- **Goal of the exercise**:
From the first line down to the line containing "Diagnostic imaging module: highlight the bare", print the records below exactly, leaving every picture out.

- **Data for the task**:
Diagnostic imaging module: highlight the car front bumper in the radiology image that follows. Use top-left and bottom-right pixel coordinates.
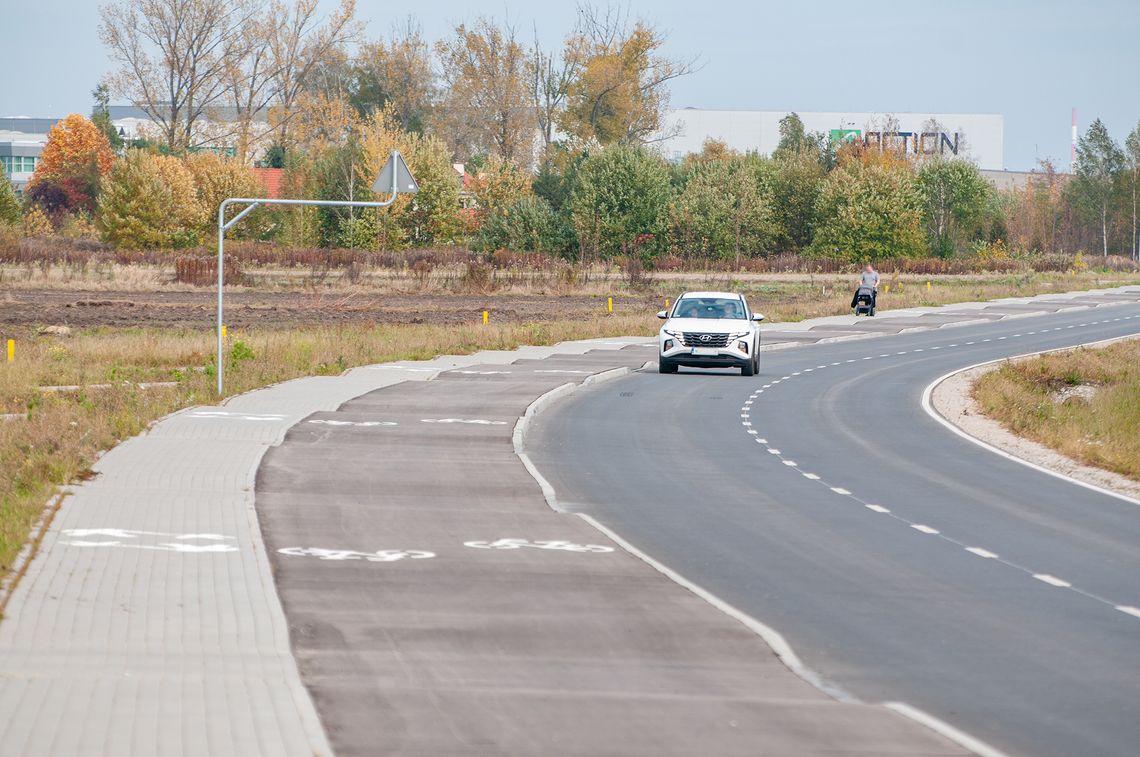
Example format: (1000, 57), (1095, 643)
(659, 336), (756, 368)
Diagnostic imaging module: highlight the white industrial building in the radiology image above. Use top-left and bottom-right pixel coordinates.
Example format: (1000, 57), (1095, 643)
(656, 109), (1005, 170)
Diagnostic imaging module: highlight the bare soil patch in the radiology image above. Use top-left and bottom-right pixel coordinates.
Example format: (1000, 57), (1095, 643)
(0, 289), (655, 330)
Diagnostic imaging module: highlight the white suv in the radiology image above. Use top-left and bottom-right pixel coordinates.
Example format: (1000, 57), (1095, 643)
(658, 291), (764, 376)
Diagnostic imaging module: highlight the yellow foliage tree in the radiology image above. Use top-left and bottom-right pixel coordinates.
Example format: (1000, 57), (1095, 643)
(468, 156), (532, 224)
(184, 152), (266, 235)
(435, 18), (535, 161)
(560, 17), (693, 146)
(98, 150), (203, 249)
(359, 105), (460, 247)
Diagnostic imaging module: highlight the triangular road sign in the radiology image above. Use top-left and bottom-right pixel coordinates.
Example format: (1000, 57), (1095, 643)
(372, 151), (419, 195)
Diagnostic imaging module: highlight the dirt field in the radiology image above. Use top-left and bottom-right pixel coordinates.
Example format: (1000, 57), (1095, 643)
(0, 289), (656, 331)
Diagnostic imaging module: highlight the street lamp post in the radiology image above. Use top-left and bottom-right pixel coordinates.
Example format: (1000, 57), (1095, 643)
(214, 150), (418, 395)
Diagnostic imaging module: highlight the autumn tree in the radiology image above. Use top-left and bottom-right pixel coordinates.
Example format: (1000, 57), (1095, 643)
(770, 145), (825, 252)
(571, 144), (672, 262)
(682, 138), (737, 168)
(184, 151), (267, 235)
(98, 150), (204, 248)
(27, 114), (115, 215)
(667, 156), (774, 267)
(773, 113), (811, 158)
(1073, 119), (1124, 256)
(99, 0), (258, 152)
(0, 172), (20, 227)
(530, 27), (582, 159)
(359, 105), (460, 248)
(91, 84), (125, 152)
(436, 17), (536, 162)
(559, 5), (696, 146)
(469, 156), (532, 224)
(266, 0), (358, 149)
(811, 153), (926, 261)
(916, 158), (993, 256)
(1125, 122), (1140, 261)
(354, 18), (435, 132)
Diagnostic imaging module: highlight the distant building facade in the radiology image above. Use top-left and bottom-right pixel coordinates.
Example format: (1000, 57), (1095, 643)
(656, 109), (1006, 171)
(0, 118), (53, 194)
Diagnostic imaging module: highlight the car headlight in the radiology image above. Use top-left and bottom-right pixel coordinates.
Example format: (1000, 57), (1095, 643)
(663, 330), (683, 338)
(726, 332), (750, 340)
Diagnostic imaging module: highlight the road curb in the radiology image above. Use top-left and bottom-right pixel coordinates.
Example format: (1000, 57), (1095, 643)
(922, 335), (1140, 508)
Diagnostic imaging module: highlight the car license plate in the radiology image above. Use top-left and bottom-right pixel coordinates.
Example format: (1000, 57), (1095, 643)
(691, 347), (719, 356)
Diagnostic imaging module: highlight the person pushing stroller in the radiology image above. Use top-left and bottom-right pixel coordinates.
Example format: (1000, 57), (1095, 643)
(851, 263), (879, 315)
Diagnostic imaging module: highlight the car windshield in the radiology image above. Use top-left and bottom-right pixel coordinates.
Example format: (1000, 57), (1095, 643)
(673, 298), (746, 320)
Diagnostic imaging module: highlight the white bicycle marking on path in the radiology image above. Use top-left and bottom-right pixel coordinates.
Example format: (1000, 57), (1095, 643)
(463, 538), (614, 553)
(366, 365), (436, 372)
(61, 528), (239, 553)
(277, 547), (435, 562)
(420, 418), (509, 425)
(189, 411), (286, 421)
(308, 419), (398, 427)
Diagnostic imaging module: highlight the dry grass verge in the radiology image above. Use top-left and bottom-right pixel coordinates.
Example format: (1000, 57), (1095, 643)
(0, 315), (655, 585)
(972, 339), (1140, 481)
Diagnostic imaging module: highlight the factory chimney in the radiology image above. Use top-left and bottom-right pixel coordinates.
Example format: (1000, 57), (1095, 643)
(1071, 108), (1078, 173)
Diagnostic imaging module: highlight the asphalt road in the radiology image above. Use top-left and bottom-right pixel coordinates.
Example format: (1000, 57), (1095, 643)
(255, 345), (972, 755)
(528, 303), (1140, 757)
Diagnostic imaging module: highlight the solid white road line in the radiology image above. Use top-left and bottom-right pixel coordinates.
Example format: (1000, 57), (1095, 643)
(883, 702), (1011, 757)
(575, 511), (855, 702)
(921, 339), (1140, 508)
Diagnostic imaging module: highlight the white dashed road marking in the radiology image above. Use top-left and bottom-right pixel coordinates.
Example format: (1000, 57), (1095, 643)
(736, 303), (1140, 620)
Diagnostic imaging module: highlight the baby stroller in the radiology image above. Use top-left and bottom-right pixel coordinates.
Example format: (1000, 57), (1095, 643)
(853, 286), (876, 316)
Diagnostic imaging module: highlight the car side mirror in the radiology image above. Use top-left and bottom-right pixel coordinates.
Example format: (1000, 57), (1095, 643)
(657, 310), (668, 319)
(752, 313), (765, 322)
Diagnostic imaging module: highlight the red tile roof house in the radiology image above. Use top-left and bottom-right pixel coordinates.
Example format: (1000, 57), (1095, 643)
(250, 167), (284, 199)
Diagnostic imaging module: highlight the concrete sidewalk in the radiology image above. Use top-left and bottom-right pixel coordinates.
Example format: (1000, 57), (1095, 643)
(758, 284), (1140, 348)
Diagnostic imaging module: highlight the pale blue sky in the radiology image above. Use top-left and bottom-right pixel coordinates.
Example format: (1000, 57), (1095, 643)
(3, 0), (1137, 170)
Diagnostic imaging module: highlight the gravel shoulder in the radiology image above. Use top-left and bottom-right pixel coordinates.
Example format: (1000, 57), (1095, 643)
(930, 341), (1140, 502)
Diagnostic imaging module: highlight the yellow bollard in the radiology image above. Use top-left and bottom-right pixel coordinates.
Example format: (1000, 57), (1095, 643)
(483, 310), (489, 326)
(884, 284), (890, 294)
(6, 339), (13, 363)
(607, 297), (613, 314)
(927, 280), (932, 291)
(221, 325), (228, 338)
(665, 298), (670, 309)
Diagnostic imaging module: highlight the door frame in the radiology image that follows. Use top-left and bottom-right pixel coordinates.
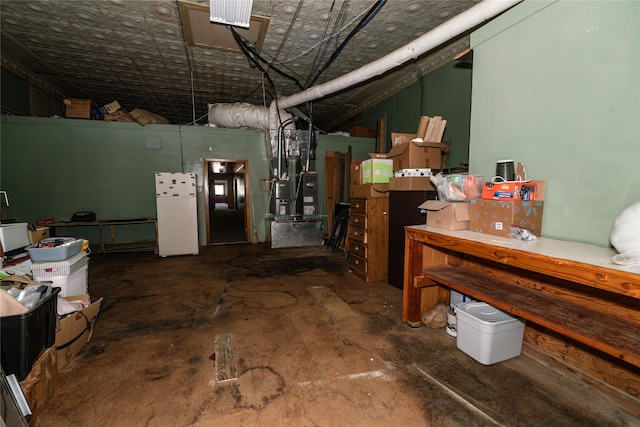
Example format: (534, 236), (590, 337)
(203, 158), (250, 245)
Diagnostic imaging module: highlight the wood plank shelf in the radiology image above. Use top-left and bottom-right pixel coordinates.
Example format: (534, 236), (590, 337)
(420, 265), (640, 368)
(402, 225), (640, 413)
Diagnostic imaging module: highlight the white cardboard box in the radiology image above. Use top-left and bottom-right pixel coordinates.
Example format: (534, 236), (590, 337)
(455, 302), (525, 365)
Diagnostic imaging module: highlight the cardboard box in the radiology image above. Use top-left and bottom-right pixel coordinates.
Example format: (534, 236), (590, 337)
(386, 141), (443, 171)
(63, 98), (92, 119)
(391, 132), (417, 146)
(19, 346), (58, 425)
(389, 176), (435, 191)
(420, 200), (470, 230)
(349, 184), (389, 198)
(361, 155), (393, 184)
(35, 218), (55, 227)
(55, 294), (103, 370)
(350, 159), (363, 186)
(349, 127), (377, 138)
(28, 227), (50, 244)
(481, 180), (544, 201)
(104, 100), (121, 113)
(469, 198), (544, 238)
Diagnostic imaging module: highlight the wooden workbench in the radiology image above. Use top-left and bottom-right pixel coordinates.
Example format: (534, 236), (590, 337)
(50, 218), (157, 252)
(403, 225), (640, 415)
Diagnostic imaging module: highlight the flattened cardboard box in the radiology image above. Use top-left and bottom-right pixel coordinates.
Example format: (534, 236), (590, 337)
(19, 346), (58, 425)
(350, 184), (390, 198)
(469, 198), (544, 238)
(420, 200), (470, 230)
(55, 294), (103, 370)
(389, 176), (435, 191)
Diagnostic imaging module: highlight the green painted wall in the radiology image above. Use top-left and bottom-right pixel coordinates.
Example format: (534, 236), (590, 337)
(469, 0), (640, 247)
(0, 116), (374, 246)
(315, 135), (378, 210)
(350, 64), (473, 168)
(1, 69), (30, 116)
(421, 61), (473, 169)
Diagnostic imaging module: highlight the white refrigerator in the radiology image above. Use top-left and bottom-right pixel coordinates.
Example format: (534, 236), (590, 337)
(155, 172), (199, 257)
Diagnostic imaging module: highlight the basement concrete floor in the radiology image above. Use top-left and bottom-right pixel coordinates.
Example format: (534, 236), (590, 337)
(40, 244), (636, 426)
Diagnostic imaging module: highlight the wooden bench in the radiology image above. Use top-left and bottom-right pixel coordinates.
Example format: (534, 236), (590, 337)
(403, 225), (640, 414)
(51, 218), (157, 252)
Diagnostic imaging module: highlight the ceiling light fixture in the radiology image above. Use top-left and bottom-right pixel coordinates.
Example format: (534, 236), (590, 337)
(179, 1), (268, 54)
(209, 0), (254, 28)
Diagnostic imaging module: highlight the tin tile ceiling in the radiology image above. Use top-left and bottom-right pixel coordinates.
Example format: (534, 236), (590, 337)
(0, 0), (479, 130)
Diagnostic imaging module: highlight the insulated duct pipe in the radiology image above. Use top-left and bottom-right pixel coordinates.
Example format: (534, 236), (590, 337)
(208, 102), (295, 130)
(269, 0), (522, 128)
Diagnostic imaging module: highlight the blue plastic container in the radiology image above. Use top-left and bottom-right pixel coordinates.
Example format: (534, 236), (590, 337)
(25, 237), (83, 262)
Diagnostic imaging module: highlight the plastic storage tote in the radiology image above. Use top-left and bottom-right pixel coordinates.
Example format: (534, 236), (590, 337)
(455, 301), (526, 365)
(0, 287), (61, 381)
(25, 237), (83, 262)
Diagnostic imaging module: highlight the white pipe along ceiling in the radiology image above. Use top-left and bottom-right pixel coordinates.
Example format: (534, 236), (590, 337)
(267, 0), (522, 130)
(206, 0), (521, 132)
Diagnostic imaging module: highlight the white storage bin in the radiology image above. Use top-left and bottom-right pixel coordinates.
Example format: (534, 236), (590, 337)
(31, 251), (88, 278)
(455, 302), (525, 365)
(37, 266), (88, 297)
(33, 252), (89, 297)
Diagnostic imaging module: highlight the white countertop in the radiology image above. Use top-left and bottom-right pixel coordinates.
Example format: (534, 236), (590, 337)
(406, 225), (640, 275)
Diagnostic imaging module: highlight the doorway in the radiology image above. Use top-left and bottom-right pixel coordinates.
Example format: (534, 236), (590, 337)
(204, 159), (249, 245)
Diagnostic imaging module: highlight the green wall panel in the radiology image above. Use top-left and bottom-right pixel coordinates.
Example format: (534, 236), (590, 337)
(421, 61), (473, 169)
(350, 65), (472, 168)
(469, 0), (640, 247)
(1, 116), (376, 247)
(1, 69), (30, 116)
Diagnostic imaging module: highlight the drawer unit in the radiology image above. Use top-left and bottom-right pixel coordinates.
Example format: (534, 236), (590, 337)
(349, 240), (367, 259)
(347, 226), (367, 244)
(347, 196), (389, 282)
(351, 213), (367, 228)
(350, 199), (367, 213)
(349, 253), (367, 276)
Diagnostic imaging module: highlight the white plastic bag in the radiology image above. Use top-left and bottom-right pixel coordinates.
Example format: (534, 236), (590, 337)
(610, 199), (640, 265)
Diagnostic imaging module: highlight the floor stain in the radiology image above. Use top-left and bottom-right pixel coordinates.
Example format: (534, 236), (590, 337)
(231, 367), (285, 410)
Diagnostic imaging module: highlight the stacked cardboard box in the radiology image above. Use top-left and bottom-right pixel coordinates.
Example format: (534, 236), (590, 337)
(469, 181), (546, 238)
(63, 98), (93, 119)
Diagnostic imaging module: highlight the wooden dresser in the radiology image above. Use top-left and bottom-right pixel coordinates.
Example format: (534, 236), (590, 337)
(347, 197), (389, 281)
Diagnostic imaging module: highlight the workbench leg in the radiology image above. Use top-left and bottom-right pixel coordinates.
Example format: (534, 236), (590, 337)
(403, 235), (424, 326)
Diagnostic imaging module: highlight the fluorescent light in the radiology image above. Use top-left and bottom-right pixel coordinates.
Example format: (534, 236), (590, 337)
(210, 0), (254, 28)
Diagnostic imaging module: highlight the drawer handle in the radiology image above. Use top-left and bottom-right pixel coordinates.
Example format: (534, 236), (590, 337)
(355, 260), (359, 265)
(354, 218), (359, 223)
(354, 246), (360, 251)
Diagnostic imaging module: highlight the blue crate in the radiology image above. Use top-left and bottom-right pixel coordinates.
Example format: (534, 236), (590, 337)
(25, 237), (83, 262)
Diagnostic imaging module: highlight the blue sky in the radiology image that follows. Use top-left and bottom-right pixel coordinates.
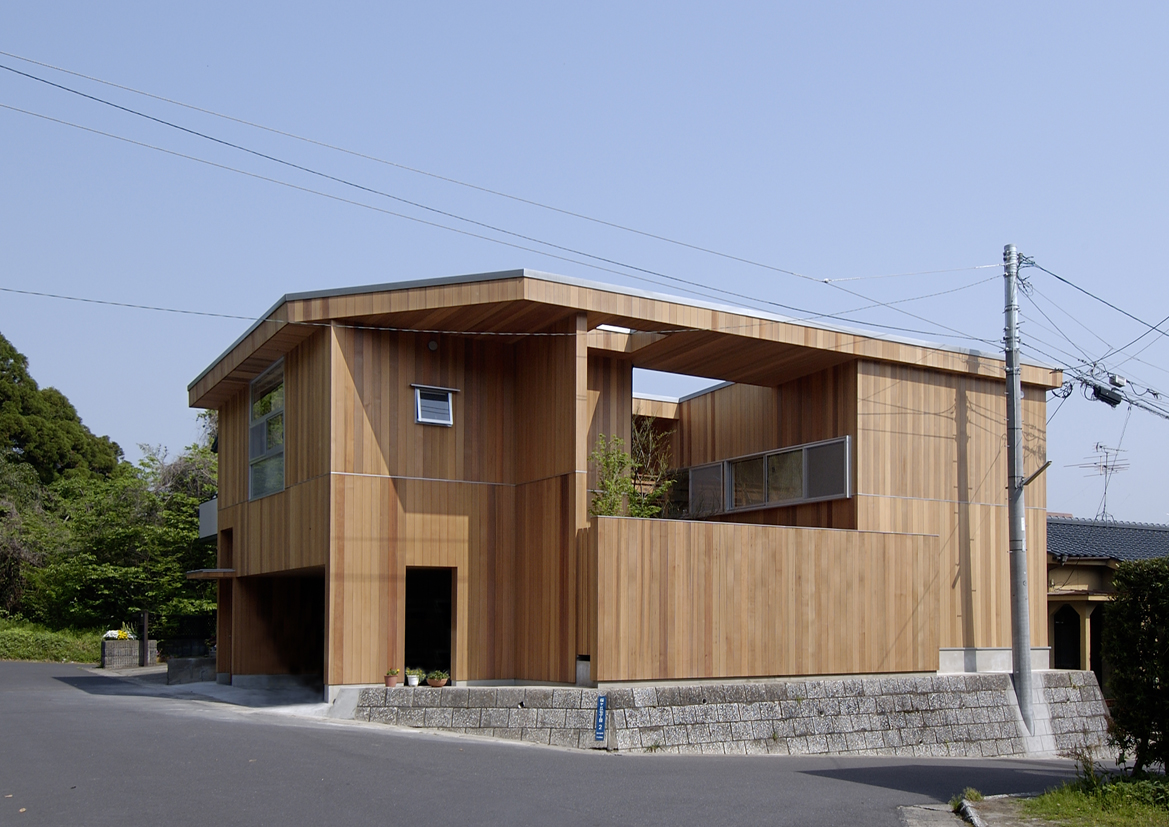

- **Result**:
Diagnostic imaging module: highlight the car front bumper in the radiology image that follows. Use top-left and bottom-right pixel coordinates.
Example format: (1000, 57), (1095, 643)
(659, 336), (756, 368)
Diagnostic imaging module: highlight the white industrial building in the radiology image above. Use top-left and bottom-right pixel coordinates.
Example format: (1000, 57), (1095, 643)
(656, 109), (1005, 170)
Diagnostic imaging module: highlight the bare soil patch in the radiology image above. Use top-left and bottom-right pixel coordinates.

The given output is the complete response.